**Exercise task 1**:
Answer these questions using the Denmark country profile.
(a) What system of government does Denmark have?
(b) What borders Denmark to the south?
(c) With what is the coastline indented?

OFFICIAL NAME: Kingdom of Denmark
SYSTEM OF GOVERNMENT: Constitutional Monarchy
AREA: 43,076 Sq Km (16,632 Sq Mi)
ESTIMATED 2000 POPULATION 5,212,500
LOCATION & GEOGRAPHY: Denmark is located in North Europe
and consists of the greater part of the Jutland Peninsula
as well as a number of islands in the Atlantic Ocean, Baltic
Sea and North Sea such as Greenland and the Faroe Islands.
It is bound by Skagerrak to the north, Kattegat and Baltic
Sea to the east, the North Sea to the west and Germany to
the south. Denmark is a low lying country characterized
by a mixture of glacial moraine deposits of clay, sand,
gravel and limestone which form undulating plains with rolling
hills that are interspersed with lakes. The coastline is
indented with many lagoons and fjords. Major Cities (pop.

Location identification items

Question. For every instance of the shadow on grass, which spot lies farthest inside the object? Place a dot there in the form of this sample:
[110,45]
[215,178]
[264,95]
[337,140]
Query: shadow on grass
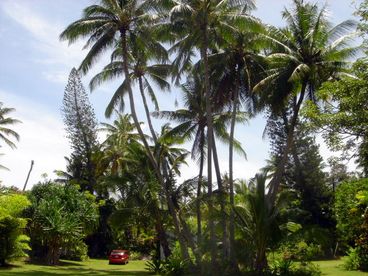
[77,271]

**Exercise task 2**:
Find every line in the entries above that contains the string "grass", and copy each such line. Letter case counts.

**Output 1**:
(a) Constitutional Monarchy
(b) Germany
(c) Many lagoons and fjords

**Output 2**:
Question. For every instance of the shadow on grass, which spot lies farthest inside the object? Place a dot there in the form of this sample:
Query: shadow on grass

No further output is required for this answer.